**Short problem:**
Gather every line below that contains the string "vent" and copy each one out. Case counts.

━━━━━━━━━━━━━━━━━━━━

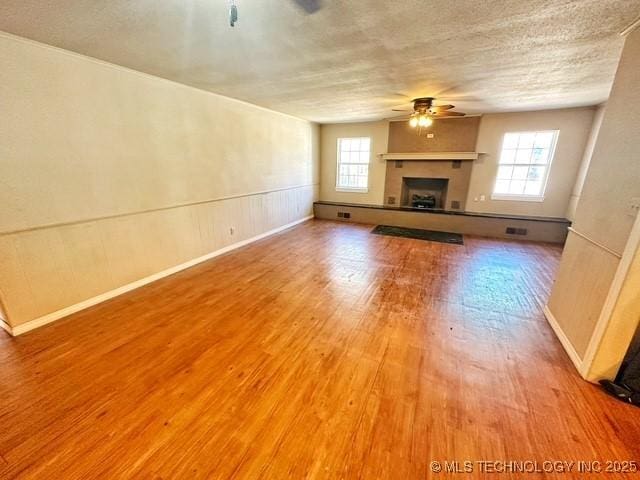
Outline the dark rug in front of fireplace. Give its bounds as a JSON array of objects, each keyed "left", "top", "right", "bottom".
[{"left": 371, "top": 225, "right": 464, "bottom": 245}]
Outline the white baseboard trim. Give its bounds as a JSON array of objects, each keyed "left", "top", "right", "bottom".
[
  {"left": 543, "top": 305, "right": 582, "bottom": 375},
  {"left": 7, "top": 215, "right": 313, "bottom": 336}
]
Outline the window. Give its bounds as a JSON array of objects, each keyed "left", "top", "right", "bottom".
[
  {"left": 491, "top": 130, "right": 558, "bottom": 202},
  {"left": 336, "top": 137, "right": 371, "bottom": 192}
]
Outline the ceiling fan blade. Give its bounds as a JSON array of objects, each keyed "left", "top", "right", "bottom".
[
  {"left": 433, "top": 111, "right": 465, "bottom": 117},
  {"left": 430, "top": 105, "right": 454, "bottom": 112},
  {"left": 293, "top": 0, "right": 322, "bottom": 14}
]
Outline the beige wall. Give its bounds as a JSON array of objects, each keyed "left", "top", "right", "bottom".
[
  {"left": 320, "top": 121, "right": 389, "bottom": 205},
  {"left": 320, "top": 107, "right": 595, "bottom": 218},
  {"left": 467, "top": 108, "right": 594, "bottom": 218},
  {"left": 389, "top": 117, "right": 480, "bottom": 153},
  {"left": 566, "top": 104, "right": 605, "bottom": 221},
  {"left": 549, "top": 26, "right": 640, "bottom": 372},
  {"left": 586, "top": 242, "right": 640, "bottom": 381},
  {"left": 0, "top": 34, "right": 319, "bottom": 326}
]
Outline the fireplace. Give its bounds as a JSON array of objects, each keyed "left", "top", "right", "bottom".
[{"left": 400, "top": 177, "right": 449, "bottom": 209}]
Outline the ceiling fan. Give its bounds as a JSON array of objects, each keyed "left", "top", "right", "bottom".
[
  {"left": 229, "top": 0, "right": 322, "bottom": 27},
  {"left": 393, "top": 97, "right": 465, "bottom": 128}
]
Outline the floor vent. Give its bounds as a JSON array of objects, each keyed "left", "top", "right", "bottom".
[{"left": 506, "top": 227, "right": 527, "bottom": 235}]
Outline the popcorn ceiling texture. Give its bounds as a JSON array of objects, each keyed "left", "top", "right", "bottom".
[{"left": 0, "top": 0, "right": 640, "bottom": 123}]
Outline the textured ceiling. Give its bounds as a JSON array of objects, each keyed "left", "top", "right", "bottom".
[{"left": 0, "top": 0, "right": 640, "bottom": 122}]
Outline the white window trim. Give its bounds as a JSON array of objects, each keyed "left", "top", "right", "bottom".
[
  {"left": 491, "top": 129, "right": 560, "bottom": 202},
  {"left": 336, "top": 137, "right": 373, "bottom": 193}
]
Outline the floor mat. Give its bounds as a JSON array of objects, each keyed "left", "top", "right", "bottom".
[{"left": 371, "top": 225, "right": 464, "bottom": 245}]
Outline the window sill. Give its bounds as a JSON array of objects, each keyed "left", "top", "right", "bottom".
[
  {"left": 336, "top": 187, "right": 369, "bottom": 193},
  {"left": 491, "top": 193, "right": 544, "bottom": 202}
]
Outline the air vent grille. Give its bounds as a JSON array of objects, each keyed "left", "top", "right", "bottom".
[{"left": 506, "top": 227, "right": 527, "bottom": 235}]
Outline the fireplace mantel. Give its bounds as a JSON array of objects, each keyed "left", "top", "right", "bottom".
[{"left": 380, "top": 152, "right": 480, "bottom": 161}]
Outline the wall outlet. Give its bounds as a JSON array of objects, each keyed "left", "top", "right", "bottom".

━━━━━━━━━━━━━━━━━━━━

**The answer:**
Outline the floor vent. Give its bounds as a JSON array of objects, each keyed "left", "top", "right", "bottom".
Outline the air vent grille. Give its bounds as a JSON array of objects, each keyed "left", "top", "right", "bottom".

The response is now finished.